Do this: Omit the pictures, then reproduce every remaining record exactly.

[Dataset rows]
* * *
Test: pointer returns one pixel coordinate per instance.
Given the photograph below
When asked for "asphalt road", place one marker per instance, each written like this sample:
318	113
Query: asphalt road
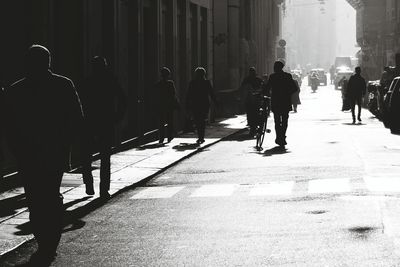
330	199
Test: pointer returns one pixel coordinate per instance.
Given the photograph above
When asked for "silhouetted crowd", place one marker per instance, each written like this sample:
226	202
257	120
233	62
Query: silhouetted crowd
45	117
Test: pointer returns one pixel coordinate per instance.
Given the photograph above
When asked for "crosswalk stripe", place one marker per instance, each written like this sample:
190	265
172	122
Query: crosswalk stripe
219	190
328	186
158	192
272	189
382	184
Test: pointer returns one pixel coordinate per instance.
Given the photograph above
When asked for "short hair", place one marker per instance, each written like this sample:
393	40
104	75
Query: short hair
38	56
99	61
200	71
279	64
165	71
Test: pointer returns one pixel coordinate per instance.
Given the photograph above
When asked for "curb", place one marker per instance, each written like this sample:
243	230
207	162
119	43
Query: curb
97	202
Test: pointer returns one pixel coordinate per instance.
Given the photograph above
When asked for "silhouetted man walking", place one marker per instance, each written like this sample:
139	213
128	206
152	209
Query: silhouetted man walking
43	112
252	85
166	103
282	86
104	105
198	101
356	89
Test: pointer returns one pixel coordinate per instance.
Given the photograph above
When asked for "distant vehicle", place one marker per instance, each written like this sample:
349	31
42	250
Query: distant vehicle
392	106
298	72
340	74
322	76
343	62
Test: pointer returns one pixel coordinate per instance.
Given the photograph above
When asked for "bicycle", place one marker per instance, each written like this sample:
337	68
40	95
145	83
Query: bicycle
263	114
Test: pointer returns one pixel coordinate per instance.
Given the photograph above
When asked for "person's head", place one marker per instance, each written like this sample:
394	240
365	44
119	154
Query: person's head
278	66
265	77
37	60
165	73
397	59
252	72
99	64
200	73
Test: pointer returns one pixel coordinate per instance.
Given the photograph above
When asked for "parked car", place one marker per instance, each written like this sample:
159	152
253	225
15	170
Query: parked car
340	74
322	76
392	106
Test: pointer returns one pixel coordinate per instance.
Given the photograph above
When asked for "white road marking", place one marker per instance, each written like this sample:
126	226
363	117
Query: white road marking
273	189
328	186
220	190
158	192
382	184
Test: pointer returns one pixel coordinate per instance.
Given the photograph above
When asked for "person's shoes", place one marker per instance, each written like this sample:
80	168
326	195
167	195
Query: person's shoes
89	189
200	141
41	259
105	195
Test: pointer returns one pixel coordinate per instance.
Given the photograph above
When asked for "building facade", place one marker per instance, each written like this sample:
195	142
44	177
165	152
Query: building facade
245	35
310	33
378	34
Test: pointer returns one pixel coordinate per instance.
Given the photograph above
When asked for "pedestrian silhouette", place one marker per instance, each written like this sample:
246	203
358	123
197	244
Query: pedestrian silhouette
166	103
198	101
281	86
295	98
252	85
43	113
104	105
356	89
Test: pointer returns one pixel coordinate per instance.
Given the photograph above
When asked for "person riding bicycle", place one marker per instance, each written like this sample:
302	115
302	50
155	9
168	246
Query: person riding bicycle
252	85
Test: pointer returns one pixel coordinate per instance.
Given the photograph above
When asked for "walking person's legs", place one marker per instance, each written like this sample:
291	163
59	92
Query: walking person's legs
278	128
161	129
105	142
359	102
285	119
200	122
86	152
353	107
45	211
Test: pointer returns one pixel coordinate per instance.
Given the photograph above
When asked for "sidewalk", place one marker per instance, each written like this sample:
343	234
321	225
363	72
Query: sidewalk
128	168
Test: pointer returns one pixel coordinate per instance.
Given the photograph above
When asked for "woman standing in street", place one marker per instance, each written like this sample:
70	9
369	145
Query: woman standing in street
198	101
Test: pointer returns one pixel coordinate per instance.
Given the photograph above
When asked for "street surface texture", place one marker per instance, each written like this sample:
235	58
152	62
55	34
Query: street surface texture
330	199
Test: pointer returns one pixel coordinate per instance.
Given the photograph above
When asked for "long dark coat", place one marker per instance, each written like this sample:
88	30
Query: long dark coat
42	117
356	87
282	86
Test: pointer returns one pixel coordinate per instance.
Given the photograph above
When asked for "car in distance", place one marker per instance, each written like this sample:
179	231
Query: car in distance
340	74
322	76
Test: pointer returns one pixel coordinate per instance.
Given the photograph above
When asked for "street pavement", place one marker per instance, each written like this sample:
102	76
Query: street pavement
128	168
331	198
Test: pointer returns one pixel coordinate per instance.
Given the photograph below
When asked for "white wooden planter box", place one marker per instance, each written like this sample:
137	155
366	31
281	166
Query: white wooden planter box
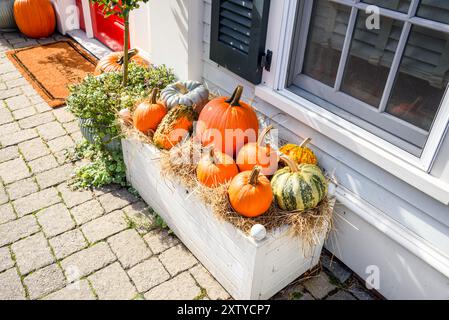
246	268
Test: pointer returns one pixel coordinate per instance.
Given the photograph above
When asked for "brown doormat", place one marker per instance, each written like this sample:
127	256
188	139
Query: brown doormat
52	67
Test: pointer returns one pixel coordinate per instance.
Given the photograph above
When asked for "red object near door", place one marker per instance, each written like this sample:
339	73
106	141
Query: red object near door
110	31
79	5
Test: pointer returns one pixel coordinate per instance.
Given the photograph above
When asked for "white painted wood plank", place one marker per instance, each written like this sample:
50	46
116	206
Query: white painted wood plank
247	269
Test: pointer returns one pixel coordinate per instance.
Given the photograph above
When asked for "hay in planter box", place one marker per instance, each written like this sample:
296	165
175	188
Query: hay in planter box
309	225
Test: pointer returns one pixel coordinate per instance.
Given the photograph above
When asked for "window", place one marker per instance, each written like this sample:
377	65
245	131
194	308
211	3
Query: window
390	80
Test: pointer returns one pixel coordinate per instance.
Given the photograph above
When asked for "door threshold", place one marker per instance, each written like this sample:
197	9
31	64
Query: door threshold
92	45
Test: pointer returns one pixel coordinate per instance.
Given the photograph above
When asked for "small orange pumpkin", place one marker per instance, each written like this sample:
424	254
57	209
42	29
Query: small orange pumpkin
* * *
Output of the task:
Test: pointer returns one pixel coordinate per instance.
Given the photograph below
When asked for "asphalt road", place one marker per instance, each written like this sample:
318	113
Query: asphalt road
330	199
Test: pointer returns one pixel coordinate per instance.
Given the photograph above
When asked for "silhouetted crowd", place one marker per instance, each written like this sample:
226	202
257	120
233	62
Query: silhouetted crowd
45	117
Test: pointer returns one pixel coordinate per instance.
Given the photograph above
When asked for "crosswalk stripe", place one marker per instance, each written like this sample:
190	265
172	122
Query: crosswalk stripe
219	190
328	186
158	192
272	189
382	184
Test: pointer returns one pixel coordinate per instance.
Given the photograph above
When asked for "short hair", place one marker per instance, each written like this sample:
393	40
104	75
Query: short hair
38	56
99	61
200	71
279	64
165	71
Test: pointer returns one pixel coordinate per instance.
Given the photograph above
When asked for "curb", place one marker per instance, each written like this sample:
243	230
207	162
119	43
Query: curb
97	202
Test: pointer returns one pixel coordinate per instance.
Given the photograph above
When asked for "silhouetted man walking", place one marker per instance, each written like this sample:
139	213
128	206
152	209
Query: silhouetted man walking
43	112
252	85
166	103
282	86
104	105
198	101
356	89
Test: pointer returns one pixel coordinate per instance.
Given the photograph above
When asked for "distant vehicle", place one marker per instance, each written like this sample:
349	31
42	250
Query: distant vehicle
392	106
298	72
340	74
322	76
343	62
Test: pointer returns one pixel coordinate per instance.
Given the photograph above
When asked for "bicycle", place one marker per instance, each written like this sample:
337	68
40	95
145	83
Query: bicycle
263	114
Test: pointer returns one pixel coordinate per instance.
Given the photograph above
When asked for "person's head", place one marker per instance, each written like this sample:
394	240
365	44
119	154
Query: person's head
278	66
265	77
37	60
165	73
397	59
252	72
99	64
200	73
Test: pointer returns one pixel coordinate per instance.
Given the photograph above
When asked for "parked car", place one marker per instance, each written like this sample:
159	152
253	225
15	170
Query: parked car
340	74
322	76
392	106
Test: pointer returns one pixel coordinate per instance.
Given the photograph above
When asked for "white road marking", place one marker per instance, each written like this sample:
126	226
363	117
Query: white road marking
273	189
328	186
220	190
158	192
382	184
Test: pointer returns one pixel coordinate per instance.
Given the photograph above
When asked for "person's shoes", place one marker per instance, each written like this sample:
80	168
326	195
167	195
Query: person's shoes
89	189
200	141
41	259
105	195
Test: pointer returns one pixel coordinate per instance.
Given the photograph above
When asked for "building facade", place one marker per instance, each written like this sample:
195	142
44	177
165	152
Query: building facade
245	35
310	33
378	34
Test: pointer returns one pixel coordinate per instance.
Given the photograph above
When asked for "pedestrian silhouette", place one marker per instance, each written like this sample:
246	203
358	123
197	244
Query: pedestrian silhouette
166	103
198	101
281	86
295	98
252	85
43	113
104	105
356	89
Test: pointer returns one pixel coordinate per instance.
Given the photograph above
When asked for "person riding bicycle", place one marker per instance, each written like this sample:
302	115
302	50
155	9
168	246
Query: person riding bicycle
252	85
Test: pointer returns one pixel coordinate per instance.
Given the photograph above
When asked for "walking person's legs", place one marker per instance, each written like this sample:
291	163
59	92
Query: walking person's legs
278	128
161	129
105	142
359	102
285	119
200	122
86	152
353	107
45	211
Test: pointer returns one pixel coordinate per instance.
Given the photograph above
When asked for "sidewalk", place one marker per instance, each written like this sample:
343	234
321	225
363	72
Query: sidewalk
128	168
Test: pointer returns one pixel coordinate per instance.
Given the photograph above
When asked for "woman standing in street", place one marker per instance, each written like this sample:
70	9
369	145
Query: woman standing in street
198	101
Test: pointer returns one pixel coordinate per instance.
Given the photograph above
When asked for "street surface texture", place one marker per instance, each written like this sample:
235	58
152	62
55	34
Query: street surface texture
330	199
Test: pointer returns one pixel coordinate per instance.
Given the photograph above
When asked for "long dark coat", place one marker per instance, each written like this sample:
88	30
Query: long dark coat
42	117
356	87
282	86
Test: pointer returns one pixel coordinate per instance.
Given the photograph above
When asked for "car in distance", place one marker per instance, each written like this sample:
179	231
Query: car in distance
340	74
322	76
Test: pointer returns one pixel coordinate per instance.
Given the photograph above
When asked for "street pavement", place one marker per instance, each written like this sample:
102	76
Query: street pavement
128	168
331	198
Test: pointer returns one pixel coordinate per instance.
Given the photograph below
When asked for "white wooden planter box", place one marker per instance, each written like this sample:
137	155
366	31
281	166
Query: white wooden planter box
246	268
Test: pointer returns one pixel coordinate per instance.
Given the photograph above
When asked for "brown doormat", place one marker per instance, each written like this sample:
127	256
188	139
Query: brown doormat
52	67
Test: pointer returns one pixel coordinate per instance.
Given the photograph above
When asked for "red object near door", place one marker per instance, each written like this sample:
339	73
106	141
Query: red object near door
110	31
79	5
Test: pointer returns one pixel coordinate per instance.
Given the photograph above
When asked for "white painted wood plank", place one marker per instance, each written like this sample:
50	46
116	206
Query: white painted wood plank
247	269
Test: pointer returns one pixel coordinate per instance.
Given the photograph above
When asked for "hay in planter box", place one marker per instance, each written like this sample:
296	165
175	188
Query: hay in planter box
309	225
Test: pointer returns one pixel coordinate per instance.
Given the photograph above
When asked for "window", place one marker per instance, each written like this sample:
377	65
245	131
194	308
211	3
Query: window
390	80
Test: pointer returns one pixel coordinate per instance.
Given the photograph above
When asked for "door threshold", place one marker per instance, each written like this sample:
197	9
31	64
Query: door threshold
92	45
Test: pointer returns one pixel coordinate per instance.
Given the photograph above
When asked for "small orange pumpkin", place one marker per instance, each written like this sample:
424	254
57	209
42	29
Query: small orange pumpkin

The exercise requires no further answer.